WRITTEN EXERCISE A: Rewrite the part of the listing running from the line that contains "Formation-chart tagging: label the curtain" through the line that contains "(1039, 307)", swapping "black power cord" for "black charging cable" and leaving everything else unchanged. Return only those lines.

::: EXTRACT TO READ :::

Political analysts, pollsters and others assess Joe Biden’s and Sarah Palin’s performances. Here are contributions from: Robert Shrum, Lisa Schiffren, Douglas E. Schoen, Heather Higgins, Carter Eskew, Ed Rogers, Greg Mueller, Jeremy Lott.


Senior adviser to the Gore and Kerry presidential campaigns; fellow at NYU’s Wagner School of Public Service

Sarah Palin, tripping over her tongue in recent weeks, created record-low expectations for herself — and a lot of the commentariat treated her survival as a triumph. But as we saw in the polls that hit just as the first round of punditry was ending, voters judge by a different and more serious standard than the hothouse construct of expectations. They ask if a candidate is up to the job; only 42 percent thought Palin was qualified to be president in the CNN survey, compared with over 80 percent for Biden. He won the debate, according to both the CNN and CBS polls, and by double-digit margins.

Why? While Palin was repeating memorized sound bites and folksy lines, she lost the economic argument and surrendered on health care, where she didn’t even seem know basic facts about McCain’s proposal (it would cost 5 million Americans the coverage they have now). Biden calmly stopped her cold when she ventured the McCain lies about Obama; he prevailed on the tax issue and repeatedly tied McCain-Palin to George Bush. He was the person on stage who displayed genuine emotion; she was all surface, no substance.

::: RECORD LIST :::

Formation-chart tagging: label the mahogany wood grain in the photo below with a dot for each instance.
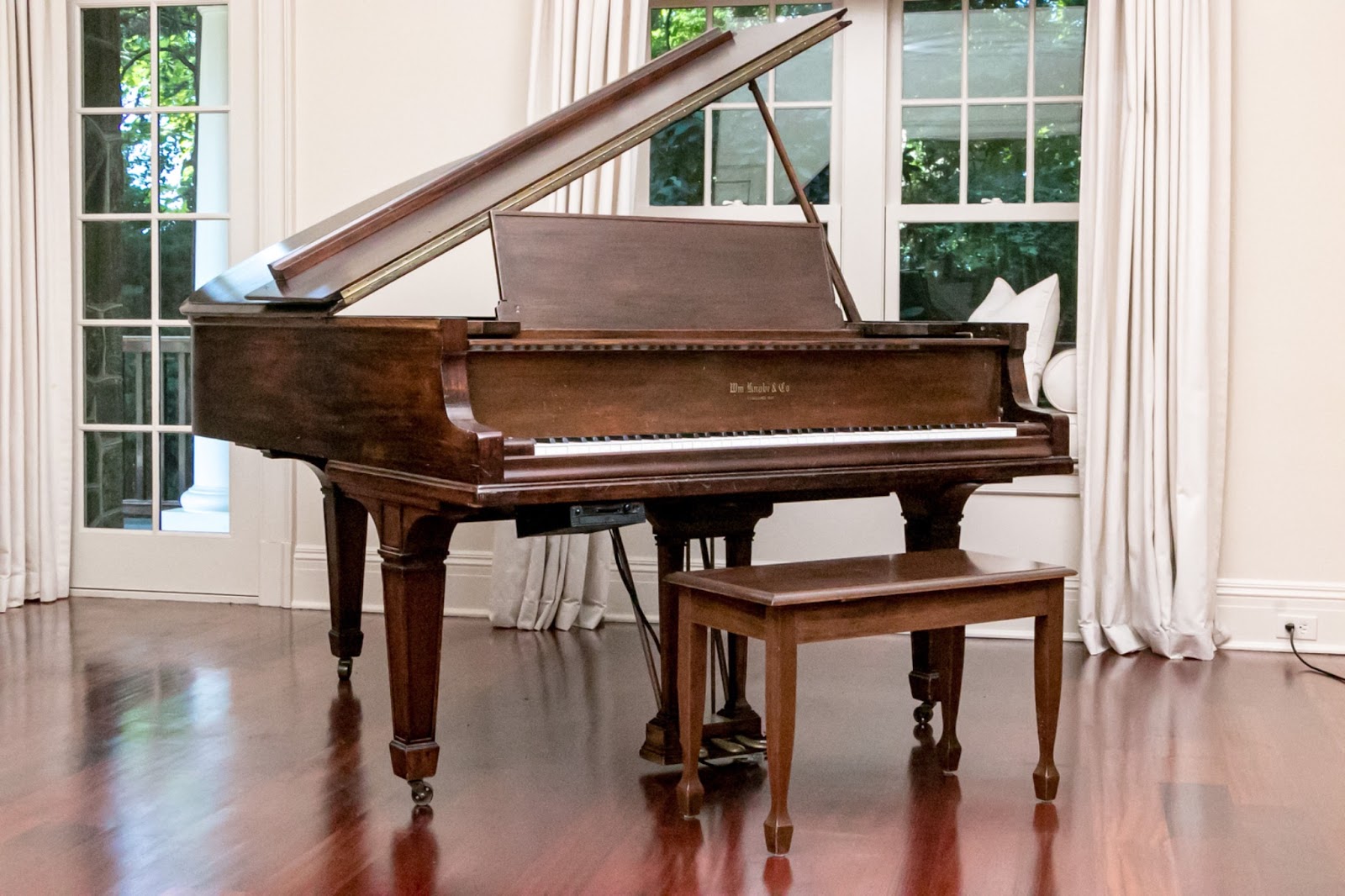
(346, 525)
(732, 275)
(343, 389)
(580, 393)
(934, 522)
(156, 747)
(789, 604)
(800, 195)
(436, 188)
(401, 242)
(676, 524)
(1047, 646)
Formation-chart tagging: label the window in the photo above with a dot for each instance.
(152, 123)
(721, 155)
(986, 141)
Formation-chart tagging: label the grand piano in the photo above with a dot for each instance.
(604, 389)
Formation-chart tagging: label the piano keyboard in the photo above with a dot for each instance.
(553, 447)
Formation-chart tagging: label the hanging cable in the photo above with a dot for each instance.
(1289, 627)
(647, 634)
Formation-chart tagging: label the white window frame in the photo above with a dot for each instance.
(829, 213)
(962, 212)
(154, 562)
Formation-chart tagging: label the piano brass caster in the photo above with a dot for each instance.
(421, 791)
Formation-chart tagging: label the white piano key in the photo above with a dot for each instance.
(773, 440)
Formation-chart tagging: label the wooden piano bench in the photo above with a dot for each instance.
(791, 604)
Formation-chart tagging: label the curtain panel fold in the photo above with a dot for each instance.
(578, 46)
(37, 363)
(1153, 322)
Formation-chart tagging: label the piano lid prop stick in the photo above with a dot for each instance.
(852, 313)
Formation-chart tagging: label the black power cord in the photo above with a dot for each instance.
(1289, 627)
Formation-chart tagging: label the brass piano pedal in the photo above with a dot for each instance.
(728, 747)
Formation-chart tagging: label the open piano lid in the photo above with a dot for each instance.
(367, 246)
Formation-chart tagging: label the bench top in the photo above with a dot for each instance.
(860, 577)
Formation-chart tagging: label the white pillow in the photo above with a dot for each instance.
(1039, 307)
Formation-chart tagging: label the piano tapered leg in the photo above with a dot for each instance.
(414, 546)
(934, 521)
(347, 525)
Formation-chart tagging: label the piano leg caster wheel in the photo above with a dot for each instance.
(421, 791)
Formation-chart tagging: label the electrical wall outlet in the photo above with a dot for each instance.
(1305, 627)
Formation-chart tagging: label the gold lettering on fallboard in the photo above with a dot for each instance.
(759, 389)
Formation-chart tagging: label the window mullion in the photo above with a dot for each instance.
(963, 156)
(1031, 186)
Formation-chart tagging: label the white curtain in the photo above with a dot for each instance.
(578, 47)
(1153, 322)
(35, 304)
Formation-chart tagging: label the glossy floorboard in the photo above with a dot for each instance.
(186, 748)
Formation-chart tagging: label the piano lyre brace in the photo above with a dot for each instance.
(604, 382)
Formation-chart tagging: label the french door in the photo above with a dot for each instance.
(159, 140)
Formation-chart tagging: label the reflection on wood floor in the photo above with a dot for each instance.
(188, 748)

:::

WRITTEN EXERCISE B: In the commentary on the Biden and Palin debate performances, what share of respondents in the CNN survey thought Palin was qualified to be president?

EXPECTED OUTPUT A:
Formation-chart tagging: label the curtain panel fold in the photo above with a dot for each instance.
(578, 46)
(37, 363)
(1153, 322)
Formation-chart tagging: label the piano lid prop stick in the photo above with a dot for each instance.
(852, 313)
Formation-chart tagging: label the black charging cable in the photo above with a dot for each instance.
(1289, 627)
Formation-chart tagging: label the brass piano pedal in the photo above with a dot for each instance.
(728, 747)
Formation-chart tagging: label the open piano lid in the photo above with a dot for each instance.
(367, 246)
Formation-chart tagging: label the bench top in the photo above with a dot for each instance.
(860, 577)
Formation-chart tagging: label the white pillow in the photo above with a dot for each instance.
(1039, 307)

EXPECTED OUTPUT B: 42 percent